### Aim
Find each line in the records below that contains the word "following" with the same capitalization, and copy those lines.
──────────────────────────────
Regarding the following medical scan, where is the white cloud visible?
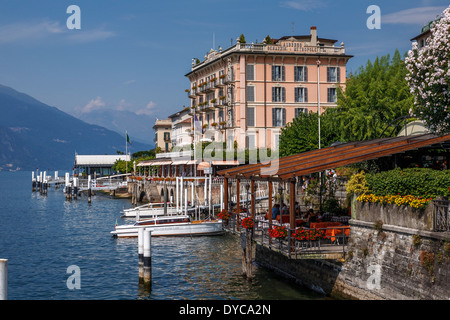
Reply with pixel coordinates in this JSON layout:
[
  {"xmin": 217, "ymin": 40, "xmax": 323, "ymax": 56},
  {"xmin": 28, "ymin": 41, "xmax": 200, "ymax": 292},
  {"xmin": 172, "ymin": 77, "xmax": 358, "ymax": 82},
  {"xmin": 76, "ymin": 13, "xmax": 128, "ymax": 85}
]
[
  {"xmin": 281, "ymin": 0, "xmax": 326, "ymax": 11},
  {"xmin": 136, "ymin": 101, "xmax": 156, "ymax": 116},
  {"xmin": 381, "ymin": 6, "xmax": 446, "ymax": 25},
  {"xmin": 0, "ymin": 21, "xmax": 67, "ymax": 44},
  {"xmin": 81, "ymin": 97, "xmax": 106, "ymax": 113},
  {"xmin": 116, "ymin": 99, "xmax": 131, "ymax": 111},
  {"xmin": 0, "ymin": 20, "xmax": 116, "ymax": 44},
  {"xmin": 67, "ymin": 28, "xmax": 116, "ymax": 43}
]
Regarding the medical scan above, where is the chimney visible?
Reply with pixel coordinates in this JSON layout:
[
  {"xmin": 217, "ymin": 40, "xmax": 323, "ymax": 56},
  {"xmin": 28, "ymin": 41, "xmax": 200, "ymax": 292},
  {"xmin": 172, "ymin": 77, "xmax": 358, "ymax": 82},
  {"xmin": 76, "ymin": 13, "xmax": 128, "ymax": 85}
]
[{"xmin": 311, "ymin": 27, "xmax": 317, "ymax": 46}]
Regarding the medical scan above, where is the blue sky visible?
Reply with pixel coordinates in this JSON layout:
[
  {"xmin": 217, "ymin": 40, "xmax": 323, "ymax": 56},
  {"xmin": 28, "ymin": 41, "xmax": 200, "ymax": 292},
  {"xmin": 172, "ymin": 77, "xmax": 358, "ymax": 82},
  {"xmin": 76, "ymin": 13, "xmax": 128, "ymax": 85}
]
[{"xmin": 0, "ymin": 0, "xmax": 449, "ymax": 125}]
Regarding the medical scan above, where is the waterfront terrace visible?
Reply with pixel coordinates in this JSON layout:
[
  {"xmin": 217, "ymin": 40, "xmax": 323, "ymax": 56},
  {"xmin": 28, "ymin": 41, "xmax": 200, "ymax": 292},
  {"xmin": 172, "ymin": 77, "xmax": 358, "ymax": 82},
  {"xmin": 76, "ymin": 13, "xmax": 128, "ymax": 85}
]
[{"xmin": 186, "ymin": 27, "xmax": 352, "ymax": 149}]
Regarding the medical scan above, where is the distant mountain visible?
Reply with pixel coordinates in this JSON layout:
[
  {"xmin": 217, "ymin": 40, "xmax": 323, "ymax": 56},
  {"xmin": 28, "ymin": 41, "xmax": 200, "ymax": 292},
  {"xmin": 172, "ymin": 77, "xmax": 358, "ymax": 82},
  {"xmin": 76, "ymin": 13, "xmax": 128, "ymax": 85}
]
[
  {"xmin": 0, "ymin": 85, "xmax": 153, "ymax": 170},
  {"xmin": 74, "ymin": 109, "xmax": 155, "ymax": 145}
]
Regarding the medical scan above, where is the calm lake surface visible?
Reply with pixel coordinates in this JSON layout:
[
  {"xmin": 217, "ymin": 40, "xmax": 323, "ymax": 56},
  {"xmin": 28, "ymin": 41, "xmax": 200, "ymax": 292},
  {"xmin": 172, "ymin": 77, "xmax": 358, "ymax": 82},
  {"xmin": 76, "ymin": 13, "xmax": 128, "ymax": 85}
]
[{"xmin": 0, "ymin": 172, "xmax": 323, "ymax": 300}]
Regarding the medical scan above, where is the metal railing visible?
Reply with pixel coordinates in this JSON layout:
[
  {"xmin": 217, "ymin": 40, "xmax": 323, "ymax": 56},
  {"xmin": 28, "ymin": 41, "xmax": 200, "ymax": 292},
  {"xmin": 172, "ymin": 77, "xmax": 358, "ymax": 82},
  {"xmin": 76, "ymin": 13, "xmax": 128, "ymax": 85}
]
[
  {"xmin": 224, "ymin": 213, "xmax": 350, "ymax": 259},
  {"xmin": 433, "ymin": 200, "xmax": 450, "ymax": 232}
]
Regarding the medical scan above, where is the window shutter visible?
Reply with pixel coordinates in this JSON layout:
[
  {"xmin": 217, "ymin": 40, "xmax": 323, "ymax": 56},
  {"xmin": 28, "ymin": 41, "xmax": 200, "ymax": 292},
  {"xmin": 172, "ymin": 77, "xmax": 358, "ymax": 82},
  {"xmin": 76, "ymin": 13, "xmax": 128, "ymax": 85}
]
[
  {"xmin": 247, "ymin": 86, "xmax": 255, "ymax": 102},
  {"xmin": 247, "ymin": 64, "xmax": 255, "ymax": 80},
  {"xmin": 247, "ymin": 107, "xmax": 255, "ymax": 127}
]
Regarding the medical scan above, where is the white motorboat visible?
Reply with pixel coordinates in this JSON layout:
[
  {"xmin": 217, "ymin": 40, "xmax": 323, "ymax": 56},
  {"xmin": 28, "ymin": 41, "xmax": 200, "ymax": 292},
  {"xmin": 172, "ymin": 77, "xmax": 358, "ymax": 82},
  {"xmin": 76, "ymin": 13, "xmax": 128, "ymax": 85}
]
[
  {"xmin": 121, "ymin": 202, "xmax": 177, "ymax": 218},
  {"xmin": 111, "ymin": 215, "xmax": 225, "ymax": 238}
]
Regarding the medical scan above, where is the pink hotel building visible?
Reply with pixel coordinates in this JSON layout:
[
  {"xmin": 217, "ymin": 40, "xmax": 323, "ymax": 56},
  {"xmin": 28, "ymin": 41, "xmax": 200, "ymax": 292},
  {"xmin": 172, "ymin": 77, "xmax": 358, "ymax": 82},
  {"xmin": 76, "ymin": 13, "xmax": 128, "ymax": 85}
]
[{"xmin": 186, "ymin": 27, "xmax": 352, "ymax": 149}]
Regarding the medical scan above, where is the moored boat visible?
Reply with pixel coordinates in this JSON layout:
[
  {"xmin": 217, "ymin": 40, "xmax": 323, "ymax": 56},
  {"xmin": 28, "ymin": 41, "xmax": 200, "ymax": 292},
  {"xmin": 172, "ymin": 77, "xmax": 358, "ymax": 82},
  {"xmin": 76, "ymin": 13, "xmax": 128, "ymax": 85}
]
[
  {"xmin": 111, "ymin": 215, "xmax": 224, "ymax": 238},
  {"xmin": 121, "ymin": 202, "xmax": 177, "ymax": 218}
]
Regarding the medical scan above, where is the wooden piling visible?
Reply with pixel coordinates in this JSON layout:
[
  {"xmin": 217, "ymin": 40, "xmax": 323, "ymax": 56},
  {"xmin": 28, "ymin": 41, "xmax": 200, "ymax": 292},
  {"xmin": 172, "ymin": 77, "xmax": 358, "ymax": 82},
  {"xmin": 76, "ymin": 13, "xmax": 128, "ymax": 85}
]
[
  {"xmin": 73, "ymin": 177, "xmax": 78, "ymax": 199},
  {"xmin": 88, "ymin": 175, "xmax": 91, "ymax": 203},
  {"xmin": 0, "ymin": 259, "xmax": 8, "ymax": 300},
  {"xmin": 143, "ymin": 229, "xmax": 152, "ymax": 287},
  {"xmin": 241, "ymin": 229, "xmax": 253, "ymax": 280},
  {"xmin": 138, "ymin": 228, "xmax": 144, "ymax": 282}
]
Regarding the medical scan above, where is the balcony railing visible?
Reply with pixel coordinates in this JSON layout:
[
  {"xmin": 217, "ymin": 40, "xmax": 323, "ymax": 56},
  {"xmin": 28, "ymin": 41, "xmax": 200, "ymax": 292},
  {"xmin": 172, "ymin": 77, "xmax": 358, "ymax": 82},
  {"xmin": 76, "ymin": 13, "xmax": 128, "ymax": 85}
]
[{"xmin": 192, "ymin": 43, "xmax": 345, "ymax": 71}]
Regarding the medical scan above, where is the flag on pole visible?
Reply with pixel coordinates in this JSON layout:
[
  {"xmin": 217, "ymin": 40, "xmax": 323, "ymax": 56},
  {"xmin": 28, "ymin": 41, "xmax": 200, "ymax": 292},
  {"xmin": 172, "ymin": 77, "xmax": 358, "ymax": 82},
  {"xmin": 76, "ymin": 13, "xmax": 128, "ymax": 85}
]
[{"xmin": 194, "ymin": 115, "xmax": 202, "ymax": 132}]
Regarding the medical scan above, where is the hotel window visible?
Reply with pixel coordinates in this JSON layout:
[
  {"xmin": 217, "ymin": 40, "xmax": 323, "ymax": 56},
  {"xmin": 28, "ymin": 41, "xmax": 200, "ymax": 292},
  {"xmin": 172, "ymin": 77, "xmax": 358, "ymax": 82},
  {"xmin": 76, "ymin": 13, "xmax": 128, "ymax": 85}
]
[
  {"xmin": 273, "ymin": 133, "xmax": 280, "ymax": 150},
  {"xmin": 272, "ymin": 87, "xmax": 286, "ymax": 102},
  {"xmin": 246, "ymin": 134, "xmax": 256, "ymax": 149},
  {"xmin": 327, "ymin": 88, "xmax": 337, "ymax": 102},
  {"xmin": 272, "ymin": 66, "xmax": 285, "ymax": 81},
  {"xmin": 272, "ymin": 108, "xmax": 286, "ymax": 127},
  {"xmin": 295, "ymin": 88, "xmax": 308, "ymax": 102},
  {"xmin": 164, "ymin": 132, "xmax": 170, "ymax": 141},
  {"xmin": 295, "ymin": 108, "xmax": 308, "ymax": 118},
  {"xmin": 246, "ymin": 64, "xmax": 255, "ymax": 81},
  {"xmin": 227, "ymin": 87, "xmax": 234, "ymax": 103},
  {"xmin": 327, "ymin": 67, "xmax": 341, "ymax": 82},
  {"xmin": 294, "ymin": 66, "xmax": 308, "ymax": 82},
  {"xmin": 247, "ymin": 107, "xmax": 255, "ymax": 127},
  {"xmin": 247, "ymin": 86, "xmax": 255, "ymax": 102},
  {"xmin": 219, "ymin": 70, "xmax": 224, "ymax": 84}
]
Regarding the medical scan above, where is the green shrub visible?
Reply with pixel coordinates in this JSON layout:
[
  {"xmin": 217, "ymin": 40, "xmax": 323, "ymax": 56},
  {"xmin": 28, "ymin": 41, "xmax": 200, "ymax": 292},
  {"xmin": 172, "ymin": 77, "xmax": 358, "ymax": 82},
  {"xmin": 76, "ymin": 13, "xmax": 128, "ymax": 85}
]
[{"xmin": 365, "ymin": 168, "xmax": 450, "ymax": 198}]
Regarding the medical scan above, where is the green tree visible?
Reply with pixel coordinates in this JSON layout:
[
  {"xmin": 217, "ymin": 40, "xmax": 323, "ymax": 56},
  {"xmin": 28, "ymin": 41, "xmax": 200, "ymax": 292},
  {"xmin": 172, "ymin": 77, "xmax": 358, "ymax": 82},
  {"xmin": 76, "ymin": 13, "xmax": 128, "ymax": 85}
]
[
  {"xmin": 279, "ymin": 110, "xmax": 338, "ymax": 157},
  {"xmin": 406, "ymin": 6, "xmax": 450, "ymax": 134},
  {"xmin": 330, "ymin": 50, "xmax": 414, "ymax": 141}
]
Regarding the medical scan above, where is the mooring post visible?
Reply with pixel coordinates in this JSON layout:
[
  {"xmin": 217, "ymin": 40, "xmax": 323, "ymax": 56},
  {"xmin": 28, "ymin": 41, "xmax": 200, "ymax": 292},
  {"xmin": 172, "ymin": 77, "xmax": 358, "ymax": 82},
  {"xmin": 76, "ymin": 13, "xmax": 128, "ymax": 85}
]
[
  {"xmin": 31, "ymin": 171, "xmax": 36, "ymax": 191},
  {"xmin": 143, "ymin": 229, "xmax": 152, "ymax": 286},
  {"xmin": 241, "ymin": 229, "xmax": 253, "ymax": 279},
  {"xmin": 88, "ymin": 175, "xmax": 91, "ymax": 203},
  {"xmin": 175, "ymin": 177, "xmax": 180, "ymax": 213},
  {"xmin": 184, "ymin": 188, "xmax": 187, "ymax": 214},
  {"xmin": 73, "ymin": 177, "xmax": 78, "ymax": 199},
  {"xmin": 39, "ymin": 171, "xmax": 44, "ymax": 194},
  {"xmin": 138, "ymin": 228, "xmax": 144, "ymax": 280},
  {"xmin": 0, "ymin": 259, "xmax": 8, "ymax": 300}
]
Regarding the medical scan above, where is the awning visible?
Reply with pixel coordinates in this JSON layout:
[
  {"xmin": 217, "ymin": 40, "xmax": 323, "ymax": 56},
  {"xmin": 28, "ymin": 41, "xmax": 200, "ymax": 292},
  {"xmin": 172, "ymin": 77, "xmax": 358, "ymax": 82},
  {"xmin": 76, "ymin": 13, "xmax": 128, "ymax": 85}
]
[
  {"xmin": 217, "ymin": 134, "xmax": 450, "ymax": 180},
  {"xmin": 212, "ymin": 160, "xmax": 239, "ymax": 166},
  {"xmin": 197, "ymin": 161, "xmax": 211, "ymax": 170},
  {"xmin": 172, "ymin": 160, "xmax": 188, "ymax": 166}
]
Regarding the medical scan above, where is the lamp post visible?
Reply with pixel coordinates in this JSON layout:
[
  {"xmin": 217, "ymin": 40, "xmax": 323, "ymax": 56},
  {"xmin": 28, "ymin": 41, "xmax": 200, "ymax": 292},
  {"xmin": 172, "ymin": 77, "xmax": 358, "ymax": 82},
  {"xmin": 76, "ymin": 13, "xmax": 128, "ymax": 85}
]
[
  {"xmin": 316, "ymin": 58, "xmax": 320, "ymax": 149},
  {"xmin": 245, "ymin": 183, "xmax": 250, "ymax": 217},
  {"xmin": 278, "ymin": 182, "xmax": 283, "ymax": 225}
]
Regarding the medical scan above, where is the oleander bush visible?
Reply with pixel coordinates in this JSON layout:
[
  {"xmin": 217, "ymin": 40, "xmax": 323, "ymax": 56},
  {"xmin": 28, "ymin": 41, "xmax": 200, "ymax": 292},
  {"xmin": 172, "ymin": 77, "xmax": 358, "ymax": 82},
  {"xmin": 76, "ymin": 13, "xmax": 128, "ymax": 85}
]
[{"xmin": 365, "ymin": 168, "xmax": 450, "ymax": 199}]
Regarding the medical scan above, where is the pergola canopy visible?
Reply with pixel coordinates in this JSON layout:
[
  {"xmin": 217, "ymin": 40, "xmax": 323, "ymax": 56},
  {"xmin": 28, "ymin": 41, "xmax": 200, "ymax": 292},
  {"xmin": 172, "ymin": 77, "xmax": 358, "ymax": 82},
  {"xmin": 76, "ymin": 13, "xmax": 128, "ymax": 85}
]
[{"xmin": 217, "ymin": 134, "xmax": 450, "ymax": 181}]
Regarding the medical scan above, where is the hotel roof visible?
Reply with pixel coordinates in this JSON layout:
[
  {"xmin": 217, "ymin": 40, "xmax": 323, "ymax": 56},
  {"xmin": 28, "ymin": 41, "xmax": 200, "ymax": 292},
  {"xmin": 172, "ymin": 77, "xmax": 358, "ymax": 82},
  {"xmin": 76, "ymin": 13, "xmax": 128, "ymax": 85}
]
[{"xmin": 217, "ymin": 134, "xmax": 450, "ymax": 181}]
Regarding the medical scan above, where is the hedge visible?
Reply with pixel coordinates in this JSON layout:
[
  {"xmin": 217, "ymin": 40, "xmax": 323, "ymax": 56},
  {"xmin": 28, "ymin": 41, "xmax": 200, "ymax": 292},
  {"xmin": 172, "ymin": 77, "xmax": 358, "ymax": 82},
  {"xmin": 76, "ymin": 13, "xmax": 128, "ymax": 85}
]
[{"xmin": 366, "ymin": 168, "xmax": 450, "ymax": 198}]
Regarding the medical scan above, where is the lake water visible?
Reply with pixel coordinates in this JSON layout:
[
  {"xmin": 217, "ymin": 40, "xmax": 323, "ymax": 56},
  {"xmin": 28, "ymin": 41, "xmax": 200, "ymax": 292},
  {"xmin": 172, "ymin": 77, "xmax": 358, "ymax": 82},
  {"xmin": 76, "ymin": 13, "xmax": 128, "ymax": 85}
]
[{"xmin": 0, "ymin": 172, "xmax": 323, "ymax": 300}]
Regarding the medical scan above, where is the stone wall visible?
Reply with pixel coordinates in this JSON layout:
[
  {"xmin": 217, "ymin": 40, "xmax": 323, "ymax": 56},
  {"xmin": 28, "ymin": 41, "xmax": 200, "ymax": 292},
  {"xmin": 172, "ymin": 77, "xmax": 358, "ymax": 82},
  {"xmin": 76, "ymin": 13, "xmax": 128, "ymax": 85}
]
[
  {"xmin": 255, "ymin": 199, "xmax": 450, "ymax": 300},
  {"xmin": 335, "ymin": 220, "xmax": 450, "ymax": 300}
]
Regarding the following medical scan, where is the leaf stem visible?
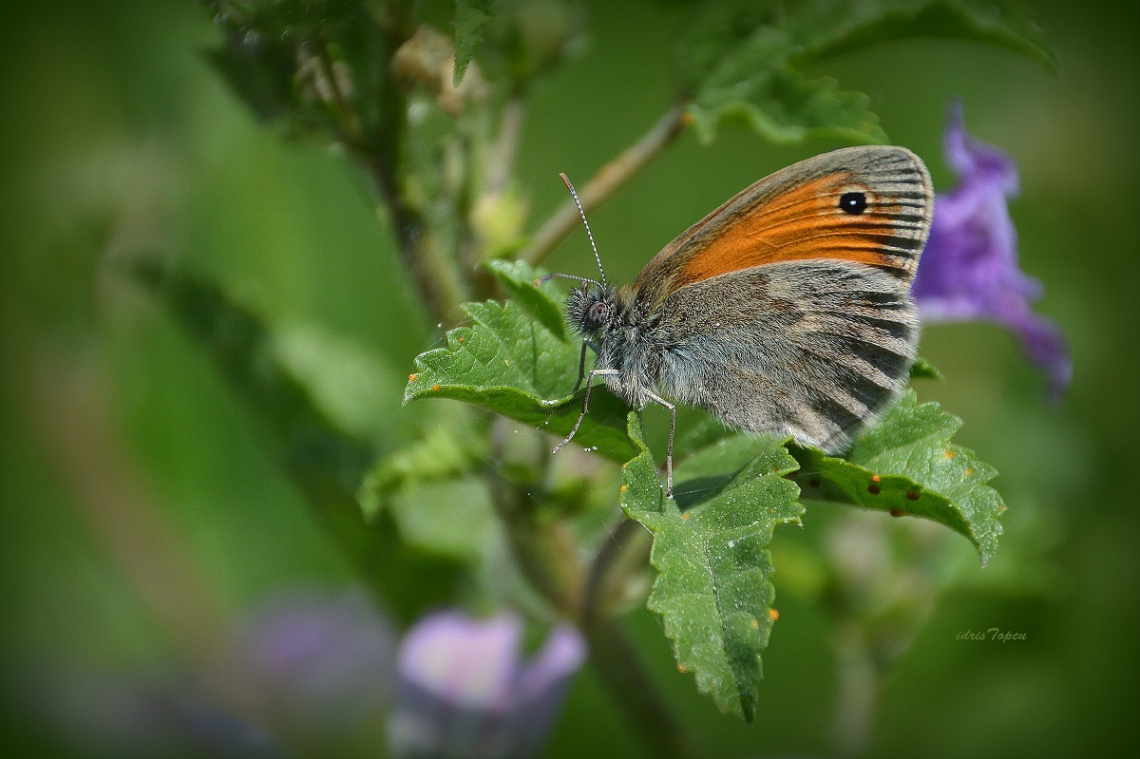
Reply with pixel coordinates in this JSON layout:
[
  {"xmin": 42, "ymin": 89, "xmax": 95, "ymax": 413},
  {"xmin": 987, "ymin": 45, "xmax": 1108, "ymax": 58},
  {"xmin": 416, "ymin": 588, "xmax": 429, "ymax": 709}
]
[
  {"xmin": 579, "ymin": 517, "xmax": 700, "ymax": 758},
  {"xmin": 585, "ymin": 620, "xmax": 701, "ymax": 759},
  {"xmin": 519, "ymin": 105, "xmax": 687, "ymax": 266},
  {"xmin": 359, "ymin": 22, "xmax": 467, "ymax": 326},
  {"xmin": 831, "ymin": 623, "xmax": 880, "ymax": 757}
]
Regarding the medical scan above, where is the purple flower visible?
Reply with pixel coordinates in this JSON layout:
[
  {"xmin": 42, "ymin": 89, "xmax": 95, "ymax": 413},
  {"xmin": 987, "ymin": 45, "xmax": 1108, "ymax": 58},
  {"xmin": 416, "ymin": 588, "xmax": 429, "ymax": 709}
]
[
  {"xmin": 226, "ymin": 588, "xmax": 397, "ymax": 751},
  {"xmin": 388, "ymin": 612, "xmax": 586, "ymax": 759},
  {"xmin": 913, "ymin": 104, "xmax": 1073, "ymax": 399}
]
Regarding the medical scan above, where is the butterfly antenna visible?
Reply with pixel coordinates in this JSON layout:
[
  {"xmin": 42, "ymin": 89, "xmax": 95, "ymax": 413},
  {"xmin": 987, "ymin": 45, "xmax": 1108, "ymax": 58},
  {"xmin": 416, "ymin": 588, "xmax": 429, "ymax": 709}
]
[
  {"xmin": 535, "ymin": 271, "xmax": 602, "ymax": 285},
  {"xmin": 559, "ymin": 173, "xmax": 608, "ymax": 288}
]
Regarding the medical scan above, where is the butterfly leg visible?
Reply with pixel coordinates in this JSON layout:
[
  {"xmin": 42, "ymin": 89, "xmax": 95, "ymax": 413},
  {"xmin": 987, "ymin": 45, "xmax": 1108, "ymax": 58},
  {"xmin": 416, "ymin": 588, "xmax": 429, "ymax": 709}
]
[
  {"xmin": 570, "ymin": 343, "xmax": 586, "ymax": 394},
  {"xmin": 551, "ymin": 366, "xmax": 618, "ymax": 454},
  {"xmin": 645, "ymin": 392, "xmax": 677, "ymax": 498}
]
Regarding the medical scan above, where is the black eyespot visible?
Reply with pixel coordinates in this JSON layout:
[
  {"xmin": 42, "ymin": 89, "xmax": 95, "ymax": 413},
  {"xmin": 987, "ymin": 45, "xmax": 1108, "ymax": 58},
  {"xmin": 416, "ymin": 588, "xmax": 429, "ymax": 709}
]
[
  {"xmin": 839, "ymin": 193, "xmax": 866, "ymax": 215},
  {"xmin": 586, "ymin": 301, "xmax": 610, "ymax": 326}
]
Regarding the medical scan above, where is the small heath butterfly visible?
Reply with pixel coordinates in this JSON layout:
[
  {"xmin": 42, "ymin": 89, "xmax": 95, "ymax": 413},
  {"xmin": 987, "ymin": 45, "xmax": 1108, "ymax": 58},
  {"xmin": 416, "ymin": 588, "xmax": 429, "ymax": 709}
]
[{"xmin": 547, "ymin": 146, "xmax": 934, "ymax": 495}]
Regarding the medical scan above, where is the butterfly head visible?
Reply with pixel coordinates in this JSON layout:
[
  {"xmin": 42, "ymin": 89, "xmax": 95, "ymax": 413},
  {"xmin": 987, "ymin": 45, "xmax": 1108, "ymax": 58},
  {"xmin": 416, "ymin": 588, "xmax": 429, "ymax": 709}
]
[{"xmin": 567, "ymin": 283, "xmax": 617, "ymax": 340}]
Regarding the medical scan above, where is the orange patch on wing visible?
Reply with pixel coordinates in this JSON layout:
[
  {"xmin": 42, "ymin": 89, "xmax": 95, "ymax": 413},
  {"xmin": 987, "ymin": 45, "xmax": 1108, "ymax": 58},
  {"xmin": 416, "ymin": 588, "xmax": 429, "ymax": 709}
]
[{"xmin": 675, "ymin": 173, "xmax": 896, "ymax": 287}]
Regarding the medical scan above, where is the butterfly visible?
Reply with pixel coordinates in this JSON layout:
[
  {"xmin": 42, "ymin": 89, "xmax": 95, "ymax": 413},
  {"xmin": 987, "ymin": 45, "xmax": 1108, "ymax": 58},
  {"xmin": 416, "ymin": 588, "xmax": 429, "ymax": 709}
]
[{"xmin": 546, "ymin": 146, "xmax": 934, "ymax": 495}]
──────────────────────────────
### Answer
Regarding the following medical scan, where is the white cloud visible?
Regarding the following medical scan, where is the leaf stem visible?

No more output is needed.